▶ [Selected excerpt]:
(Image – West Surrey PSC)

Last week witnessed a sharp escalation in localised pro-Palestine activism across the UK, with protesters taking direct, non-violent action against companies enabling Israel’s ongoing military operations. Two distinct demonstrations – a mock funeral outside insurance giant Allianz’s Guildford headquarters on Tuesday and a disruptive picket at the ADS Group’s annual Christmas drinks in London on Thursday – underscore how community-level resistance continues to challenge the financial and industrial architecture underpinning genocide.

A Funeral at the Gates – Targeting Allianz in Guildford

On Tuesday, December 9th, around a dozen activists from Woking for Palestine and West Surrey Palestine Solidarity Campaign gathered outside Allianz’s main UK headquarters in Guildford for what has become a monthly ritual of resistance. But this demonstration was different. Rather than the familiar banners and speeches, protesters staged a solemn mock funeral procession – complete with a coffin, shrouded figures, and flowers – laying their symbolic dead at the very doorstep of complicity.

(Image – West Surrey PSC)

The choreography was deliberate and haunting. Four protesters carried banners. Six others formed an archway with flags, creating a ceremonial passage through which pallbearers carried the coffin. Behind them, mourners dressed in shrouds bore flowers, their faces hidden, their silence deafening. The procession moved through the archway and placed the coffin directly in front of Allianz’s entrance. Two shrouds were draped over the coffin itself, with others arranged around it, transforming the corporate plaza into an impromptu memorial.

The symbolism was unmistakable – the shrouds represented the tens of thousands of Palestinians killed by Allianz client, Elbit Systems.

This marked the ninth consecutive monthly protest outside Allianz’s Guildford office, part of a sustained campaign that began roughly a year ago. As one organiser explained, the strategy has always been persistence over spectacle. “It’s no good just turning up once and having a protest and then never going back again. It’s got to be regular,” they said. What started with just four or five protestors has grown to between 20 to 25 at its peak.

(Image – West Surrey PSC)

We’ve spoken with people inside, we know that when we do our PA address outside they can hear every word inside the building,” an organiser noted. Each speech is crafted specifically for Allianz employees, designed to pierce the corporate veil, and force a reckoning with the human cost of their employer’s business decisions.

▶ [Exercise tasks]:
[A] In the article, which protest was the Allianz demonstration on December 9th in the monthly series outside the Guildford office?
[B] Retype the part of the article that opens with the words containing "This marked the" and closes with "at its peak.".
The data comes from a separate source and has no connection to the article.

▶ [Rows]:
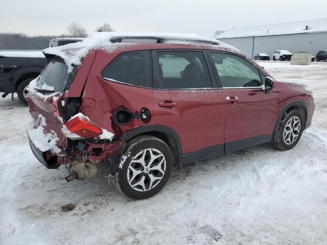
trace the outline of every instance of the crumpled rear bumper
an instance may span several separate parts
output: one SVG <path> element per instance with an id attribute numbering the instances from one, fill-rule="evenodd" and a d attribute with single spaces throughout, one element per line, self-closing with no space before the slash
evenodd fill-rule
<path id="1" fill-rule="evenodd" d="M 44 152 L 40 151 L 33 143 L 33 142 L 32 142 L 32 140 L 30 138 L 30 136 L 29 136 L 29 142 L 30 143 L 30 147 L 31 148 L 32 152 L 33 152 L 33 154 L 36 159 L 47 168 L 55 169 L 59 167 L 59 164 L 57 163 L 57 156 L 51 156 L 50 150 Z"/>

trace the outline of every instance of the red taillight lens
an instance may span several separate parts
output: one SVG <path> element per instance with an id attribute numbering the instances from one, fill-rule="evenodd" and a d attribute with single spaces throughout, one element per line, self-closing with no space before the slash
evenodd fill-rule
<path id="1" fill-rule="evenodd" d="M 81 138 L 95 138 L 102 134 L 102 130 L 86 118 L 74 117 L 65 124 L 67 129 Z"/>

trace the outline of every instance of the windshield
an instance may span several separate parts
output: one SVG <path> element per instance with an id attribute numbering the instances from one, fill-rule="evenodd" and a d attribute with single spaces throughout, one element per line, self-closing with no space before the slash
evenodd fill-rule
<path id="1" fill-rule="evenodd" d="M 77 67 L 73 66 L 73 71 L 68 74 L 68 68 L 62 58 L 55 56 L 49 59 L 37 81 L 37 87 L 45 93 L 67 90 L 77 71 Z"/>

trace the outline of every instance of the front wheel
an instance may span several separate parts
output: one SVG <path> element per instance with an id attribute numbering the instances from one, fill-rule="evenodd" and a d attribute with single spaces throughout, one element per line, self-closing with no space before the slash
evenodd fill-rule
<path id="1" fill-rule="evenodd" d="M 127 144 L 113 179 L 116 188 L 131 199 L 148 198 L 167 183 L 173 156 L 167 144 L 151 135 L 142 135 Z"/>
<path id="2" fill-rule="evenodd" d="M 29 91 L 28 88 L 30 82 L 34 78 L 30 78 L 23 81 L 20 83 L 20 84 L 18 85 L 18 87 L 17 89 L 17 94 L 18 95 L 18 98 L 23 104 L 27 106 L 28 105 L 29 101 L 28 97 Z"/>
<path id="3" fill-rule="evenodd" d="M 304 118 L 299 111 L 285 113 L 273 143 L 274 146 L 282 151 L 291 149 L 300 140 L 304 126 Z"/>

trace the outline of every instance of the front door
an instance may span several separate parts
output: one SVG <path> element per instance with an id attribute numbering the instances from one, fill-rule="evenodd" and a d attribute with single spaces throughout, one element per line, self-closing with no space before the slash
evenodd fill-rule
<path id="1" fill-rule="evenodd" d="M 225 152 L 270 140 L 279 113 L 277 93 L 265 93 L 264 76 L 245 59 L 209 54 L 225 101 Z"/>
<path id="2" fill-rule="evenodd" d="M 205 55 L 202 51 L 152 52 L 157 106 L 153 120 L 176 132 L 182 153 L 201 152 L 203 157 L 223 153 L 225 120 L 224 101 L 213 85 Z"/>

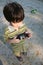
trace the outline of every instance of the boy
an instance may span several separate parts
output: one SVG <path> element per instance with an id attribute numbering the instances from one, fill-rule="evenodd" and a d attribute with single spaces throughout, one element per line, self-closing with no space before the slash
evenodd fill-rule
<path id="1" fill-rule="evenodd" d="M 21 53 L 26 52 L 24 40 L 27 37 L 31 37 L 27 27 L 22 22 L 24 19 L 24 9 L 17 2 L 12 2 L 4 7 L 3 13 L 6 20 L 10 23 L 5 30 L 4 38 L 6 42 L 11 44 L 15 56 L 21 60 Z"/>

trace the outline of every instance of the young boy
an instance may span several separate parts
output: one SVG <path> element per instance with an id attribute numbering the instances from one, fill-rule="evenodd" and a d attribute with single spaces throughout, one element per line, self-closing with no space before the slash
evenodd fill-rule
<path id="1" fill-rule="evenodd" d="M 23 23 L 24 9 L 17 2 L 5 5 L 3 9 L 6 20 L 10 23 L 5 29 L 4 38 L 10 43 L 15 56 L 21 60 L 21 53 L 26 52 L 24 46 L 25 38 L 31 37 L 26 25 Z M 28 33 L 27 33 L 28 32 Z"/>

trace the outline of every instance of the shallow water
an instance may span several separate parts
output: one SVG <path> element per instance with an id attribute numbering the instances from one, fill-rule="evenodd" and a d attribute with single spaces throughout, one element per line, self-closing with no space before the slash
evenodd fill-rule
<path id="1" fill-rule="evenodd" d="M 3 31 L 7 25 L 3 17 L 3 6 L 12 1 L 19 2 L 25 11 L 24 22 L 32 31 L 32 38 L 28 41 L 43 47 L 43 2 L 40 0 L 0 0 L 0 39 L 2 39 Z M 31 13 L 32 9 L 37 9 L 35 14 Z M 38 48 L 38 47 L 37 47 Z"/>

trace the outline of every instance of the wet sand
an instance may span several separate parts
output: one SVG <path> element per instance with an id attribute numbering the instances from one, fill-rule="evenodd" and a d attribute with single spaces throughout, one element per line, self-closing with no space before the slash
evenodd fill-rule
<path id="1" fill-rule="evenodd" d="M 32 38 L 28 40 L 27 56 L 23 56 L 25 63 L 22 63 L 22 65 L 43 65 L 43 2 L 40 0 L 15 1 L 23 6 L 25 11 L 24 22 L 32 32 Z M 6 2 L 9 1 L 0 3 L 0 40 L 3 40 L 4 28 L 7 25 L 2 13 L 3 5 Z M 35 14 L 31 13 L 32 9 L 37 9 Z"/>

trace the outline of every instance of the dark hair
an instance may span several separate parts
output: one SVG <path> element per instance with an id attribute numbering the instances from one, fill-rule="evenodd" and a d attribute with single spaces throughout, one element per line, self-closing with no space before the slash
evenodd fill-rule
<path id="1" fill-rule="evenodd" d="M 9 22 L 20 22 L 24 19 L 24 9 L 17 2 L 5 5 L 3 14 Z"/>

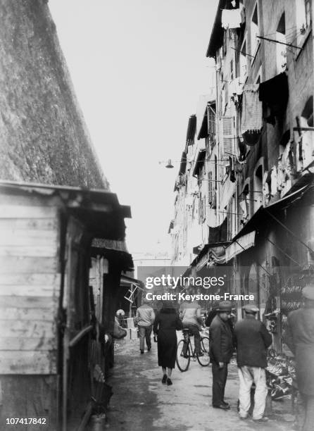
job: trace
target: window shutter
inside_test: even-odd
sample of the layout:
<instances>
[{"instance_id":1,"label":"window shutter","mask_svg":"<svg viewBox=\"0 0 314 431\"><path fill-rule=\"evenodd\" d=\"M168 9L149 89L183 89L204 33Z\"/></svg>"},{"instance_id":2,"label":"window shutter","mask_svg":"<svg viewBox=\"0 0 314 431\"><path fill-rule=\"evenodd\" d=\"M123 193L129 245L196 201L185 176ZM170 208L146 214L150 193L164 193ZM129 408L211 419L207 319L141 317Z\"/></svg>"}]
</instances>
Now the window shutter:
<instances>
[{"instance_id":1,"label":"window shutter","mask_svg":"<svg viewBox=\"0 0 314 431\"><path fill-rule=\"evenodd\" d=\"M232 237L232 206L231 200L229 201L227 205L227 236L228 241L230 241Z\"/></svg>"},{"instance_id":2,"label":"window shutter","mask_svg":"<svg viewBox=\"0 0 314 431\"><path fill-rule=\"evenodd\" d=\"M207 106L207 122L208 134L211 135L212 137L213 137L216 133L215 127L215 114L213 112L213 109L210 106Z\"/></svg>"},{"instance_id":3,"label":"window shutter","mask_svg":"<svg viewBox=\"0 0 314 431\"><path fill-rule=\"evenodd\" d=\"M222 117L220 120L220 145L222 158L229 161L234 154L234 127L233 117Z\"/></svg>"}]
</instances>

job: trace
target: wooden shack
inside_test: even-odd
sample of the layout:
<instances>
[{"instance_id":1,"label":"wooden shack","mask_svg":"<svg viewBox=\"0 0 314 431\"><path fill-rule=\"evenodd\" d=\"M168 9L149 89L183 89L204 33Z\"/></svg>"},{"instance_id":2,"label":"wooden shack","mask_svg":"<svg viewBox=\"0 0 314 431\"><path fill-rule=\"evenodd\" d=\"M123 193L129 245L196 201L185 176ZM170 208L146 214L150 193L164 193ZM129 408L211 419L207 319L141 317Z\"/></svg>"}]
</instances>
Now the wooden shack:
<instances>
[{"instance_id":1,"label":"wooden shack","mask_svg":"<svg viewBox=\"0 0 314 431\"><path fill-rule=\"evenodd\" d=\"M46 429L65 431L77 429L86 416L94 371L90 268L92 258L103 254L92 243L123 242L127 217L130 207L108 192L0 182L3 424L4 418L44 417ZM111 298L114 304L121 272L132 262L126 250L106 256L96 306L110 331Z\"/></svg>"}]
</instances>

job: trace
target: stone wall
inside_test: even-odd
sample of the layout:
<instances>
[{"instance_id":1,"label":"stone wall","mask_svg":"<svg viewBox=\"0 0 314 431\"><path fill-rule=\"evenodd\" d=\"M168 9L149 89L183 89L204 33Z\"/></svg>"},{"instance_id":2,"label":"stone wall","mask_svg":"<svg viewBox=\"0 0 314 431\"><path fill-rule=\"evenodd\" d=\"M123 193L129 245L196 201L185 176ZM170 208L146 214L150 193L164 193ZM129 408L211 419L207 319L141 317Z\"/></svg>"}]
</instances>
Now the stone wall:
<instances>
[{"instance_id":1,"label":"stone wall","mask_svg":"<svg viewBox=\"0 0 314 431\"><path fill-rule=\"evenodd\" d=\"M47 1L0 0L0 179L108 189Z\"/></svg>"}]
</instances>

▶ [Solutions by task]:
[A] It was the ninth consecutive monthly protest.

[B]
This marked the ninth consecutive monthly protest outside Allianz’s Guildford office, part of a sustained campaign that began roughly a year ago. As one organiser explained, the strategy has always been persistence over spectacle. “It’s no good just turning up once and having a protest and then never going back again. It’s got to be regular,” they said. What started with just four or five protestors has grown to between 20 to 25 at its peak.